**GOAL OF THE EXERCISE**
Below is a block of records: output all of them exactly and leave out the pictures.

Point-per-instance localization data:
-- -- --
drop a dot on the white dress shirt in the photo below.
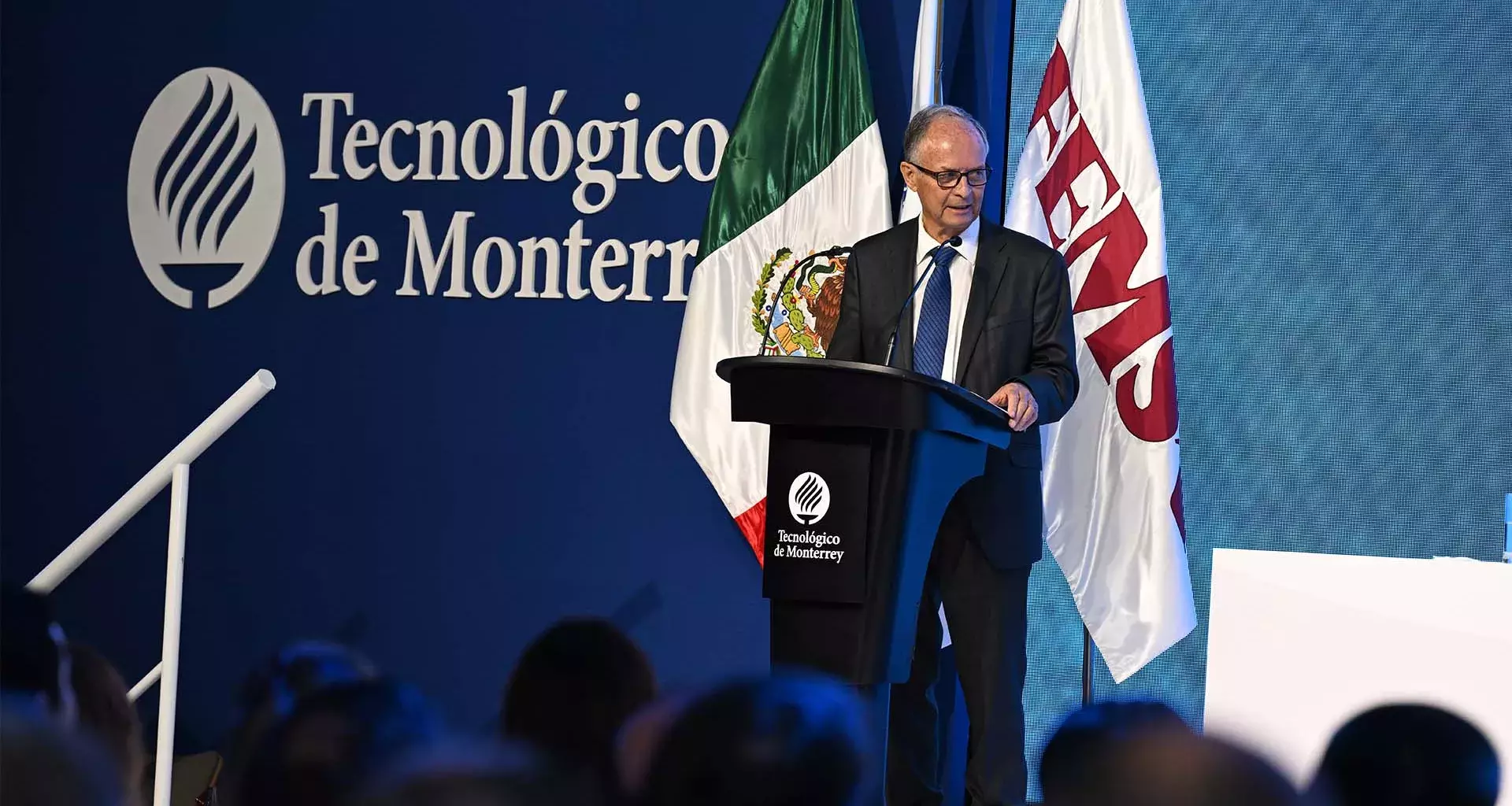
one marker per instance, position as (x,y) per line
(961,269)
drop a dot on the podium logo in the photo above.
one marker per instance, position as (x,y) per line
(808,498)
(205,188)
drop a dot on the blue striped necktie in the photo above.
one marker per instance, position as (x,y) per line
(928,344)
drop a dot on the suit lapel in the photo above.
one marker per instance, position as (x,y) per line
(986,279)
(903,250)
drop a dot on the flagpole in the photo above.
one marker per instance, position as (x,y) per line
(938,95)
(1086,664)
(1007,115)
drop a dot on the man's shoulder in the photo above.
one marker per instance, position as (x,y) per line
(1015,242)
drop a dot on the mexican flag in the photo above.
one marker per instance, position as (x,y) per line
(803,172)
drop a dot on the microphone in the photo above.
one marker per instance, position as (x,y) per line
(907,303)
(800,265)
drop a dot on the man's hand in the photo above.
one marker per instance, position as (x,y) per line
(1018,401)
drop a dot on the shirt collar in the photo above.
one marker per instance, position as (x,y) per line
(966,250)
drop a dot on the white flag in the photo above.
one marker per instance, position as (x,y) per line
(926,82)
(1089,187)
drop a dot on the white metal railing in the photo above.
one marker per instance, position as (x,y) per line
(171,471)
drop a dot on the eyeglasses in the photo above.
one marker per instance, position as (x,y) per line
(948,179)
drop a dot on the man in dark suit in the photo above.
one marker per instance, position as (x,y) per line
(994,316)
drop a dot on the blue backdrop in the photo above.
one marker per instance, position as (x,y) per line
(437,479)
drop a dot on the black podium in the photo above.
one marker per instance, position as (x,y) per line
(862,464)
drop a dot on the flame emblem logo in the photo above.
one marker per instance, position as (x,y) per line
(206,185)
(808,498)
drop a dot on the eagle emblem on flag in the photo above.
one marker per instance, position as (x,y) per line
(805,310)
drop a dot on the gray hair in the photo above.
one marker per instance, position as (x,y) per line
(921,121)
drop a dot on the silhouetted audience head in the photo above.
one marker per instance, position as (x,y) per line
(481,775)
(43,764)
(787,741)
(271,693)
(572,691)
(1408,755)
(1091,730)
(335,741)
(106,712)
(642,738)
(34,658)
(1178,768)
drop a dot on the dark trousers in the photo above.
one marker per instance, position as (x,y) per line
(988,617)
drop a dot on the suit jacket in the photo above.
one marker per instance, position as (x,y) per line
(1018,328)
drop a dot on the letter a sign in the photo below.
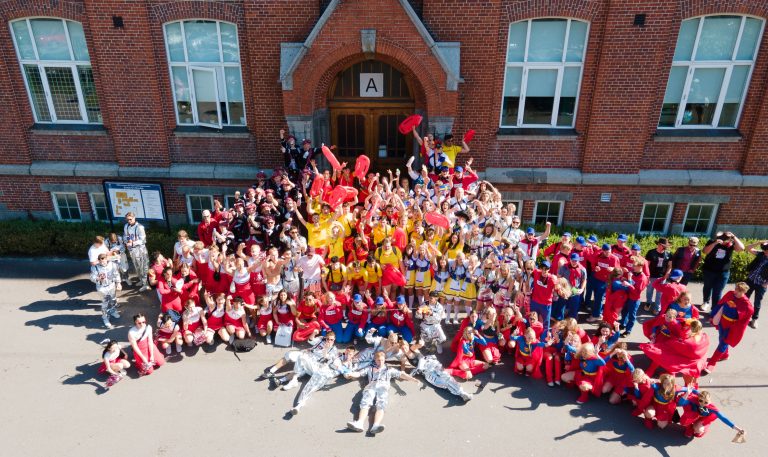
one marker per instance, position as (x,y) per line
(371,84)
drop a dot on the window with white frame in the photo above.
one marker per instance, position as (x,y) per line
(711,69)
(548,211)
(206,80)
(655,217)
(699,218)
(545,59)
(99,205)
(57,70)
(66,205)
(196,204)
(518,207)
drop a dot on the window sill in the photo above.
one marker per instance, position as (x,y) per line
(697,136)
(208,132)
(536,134)
(69,129)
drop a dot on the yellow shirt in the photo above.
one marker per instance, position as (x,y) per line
(451,152)
(317,234)
(336,247)
(373,273)
(389,258)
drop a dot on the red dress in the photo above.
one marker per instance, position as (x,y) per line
(307,316)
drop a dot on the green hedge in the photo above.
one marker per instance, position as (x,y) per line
(738,268)
(70,239)
(67,239)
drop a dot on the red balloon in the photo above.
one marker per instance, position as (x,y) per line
(351,193)
(409,123)
(438,219)
(338,194)
(331,158)
(362,165)
(317,186)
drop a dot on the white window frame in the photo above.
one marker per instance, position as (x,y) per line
(189,206)
(728,65)
(215,66)
(93,205)
(559,215)
(559,66)
(58,210)
(518,207)
(715,208)
(671,207)
(42,64)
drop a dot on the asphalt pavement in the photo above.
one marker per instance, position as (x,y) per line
(209,403)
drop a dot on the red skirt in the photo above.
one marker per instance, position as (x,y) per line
(303,334)
(145,346)
(534,358)
(103,366)
(392,276)
(264,320)
(215,323)
(245,292)
(596,380)
(687,357)
(237,323)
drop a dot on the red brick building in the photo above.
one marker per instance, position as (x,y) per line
(644,115)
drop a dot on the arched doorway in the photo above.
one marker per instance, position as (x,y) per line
(367,102)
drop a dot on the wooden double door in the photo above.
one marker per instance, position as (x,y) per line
(371,131)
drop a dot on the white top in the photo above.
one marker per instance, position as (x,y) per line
(94,251)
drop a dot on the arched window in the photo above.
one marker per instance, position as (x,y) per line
(57,70)
(710,72)
(204,61)
(545,59)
-- -- --
**THE ANSWER**
drop a dot on the white dress shirt in the photo below.
one marker per instance, position as (x,y) per line
(961,269)
drop a dot on the podium logo in the photo above.
one marker per instance, position as (x,y) per line
(808,498)
(205,188)
drop a dot on the blue striped necktie in the photo above.
one marker per instance, position as (x,y) per line
(928,344)
drop a dot on the suit lapel in the photo above.
one marker per instance, position as (x,y) per line
(986,279)
(903,250)
drop a dot on the flagpole in the photo above.
one marker per instance, position as (x,y) per line
(938,95)
(1086,664)
(1007,115)
drop a dot on the man's shoulder in the photo above.
one marker per instance, position as (x,y) per line
(1015,242)
drop a dot on the mexican flag in the photo above.
one marker per instance, position as (x,y) per line
(803,172)
drop a dot on the microphone in the photo above.
one marker per instance, position as (x,y) per line
(907,303)
(800,265)
drop a dot on the man's hand in the photo above.
one marker per instance, position as (x,y) per line
(1018,401)
drop a dot on the shirt collar in the photo above.
one marker per instance, position as (x,y) per line
(966,250)
drop a dot on the white flag in the photo above.
one marker per instance, position as (x,y) per line
(926,82)
(1089,187)
drop a dot on the white metal railing in the photo above.
one marker per instance, position as (x,y) per line
(171,471)
drop a dot on the eyeglasses in the photo above.
one marker per instance, position as (x,y) per line
(948,179)
drop a dot on the man in dark suit in the photo above.
one marker per instance, position as (x,y) per line
(994,316)
drop a dot on the blue backdrop in the photo above.
one marker per instance, position as (x,y) per line
(437,479)
drop a dot on the black podium in the photo above.
one marker per instance, position as (x,y) per line
(862,464)
drop a dot on the flame emblem logo in the photo above.
one marker per instance, position as (x,y) per line
(206,185)
(808,498)
drop a dot on the eagle emblem on flag in the photo above.
one marker per instance, position as (x,y) per line
(805,310)
drop a dot on the gray hair in the photo above.
one marker per instance, position as (x,y) per line
(921,121)
drop a dot on the silhouetted audience head in the photo above.
one marker per instance, position as (x,y) per line
(481,775)
(43,764)
(787,741)
(271,693)
(572,691)
(1408,755)
(1091,730)
(335,741)
(106,712)
(642,738)
(34,658)
(1178,768)
drop a dot on the dark trousers in the photo above.
one marker per instance, position as (x,y) per line
(988,617)
drop a dot on the suit jacket in the photo above.
one marker per instance, position as (x,y) per line
(1018,328)
drop a dot on the letter a sign in the photo below.
one marker per instance, position as (x,y) per line
(371,84)
drop a dot on the window with white frame in the photo above.
one marker per instance, position as (x,y) per line
(711,69)
(548,211)
(206,80)
(655,217)
(699,218)
(545,59)
(99,205)
(57,70)
(66,205)
(196,204)
(518,207)
drop a dot on the window sill in the photo above.
one marker per instance, position as (x,y) per line
(697,136)
(208,132)
(536,134)
(69,129)
drop a dot on the yellow shirt in the photo above.
one marker per instance, position as (x,y) per line
(451,152)
(317,234)
(336,247)
(373,273)
(389,258)
drop a dot on the red dress in the photo above.
one marker per instance, position as (x,y) per line
(307,316)
drop a dot on the green hedge in the photo above.
one marker per instance, position as (x,y) per line
(738,268)
(70,239)
(67,239)
drop a dot on the red balloon in the photo above.
one marker per instance, position as (x,y) per line
(351,193)
(409,123)
(438,219)
(338,194)
(331,158)
(362,165)
(317,186)
drop a dot on the white window frame in the photo above.
one marker per instance, position as (x,y) per line
(189,206)
(728,65)
(215,66)
(93,205)
(559,215)
(559,66)
(58,210)
(518,207)
(715,208)
(671,207)
(42,64)
drop a dot on the asphalt pavement in the photo above.
one marker per instance, position as (x,y) per line
(209,403)
drop a dot on the red skirt in the photo above.
one marker per instance, position as (x,y) per line
(303,334)
(145,346)
(534,358)
(103,366)
(392,276)
(264,320)
(215,323)
(245,292)
(596,380)
(687,357)
(237,323)
drop a dot on the red brick building in the photo above.
one marker per instance, position as (x,y) per line
(644,115)
drop a dot on the arched doorway in the photo above.
one marker per instance, position as (x,y) per line
(367,102)
drop a dot on the wooden double door in the photo above.
one marker per instance, position as (x,y) per line
(371,131)
drop a dot on the white top in the photo above.
one marker per instance, position as (x,y) per line
(94,251)
drop a dot on the arched window in the photo above.
one marker per instance, position as (x,y) per line
(57,70)
(710,72)
(204,61)
(545,59)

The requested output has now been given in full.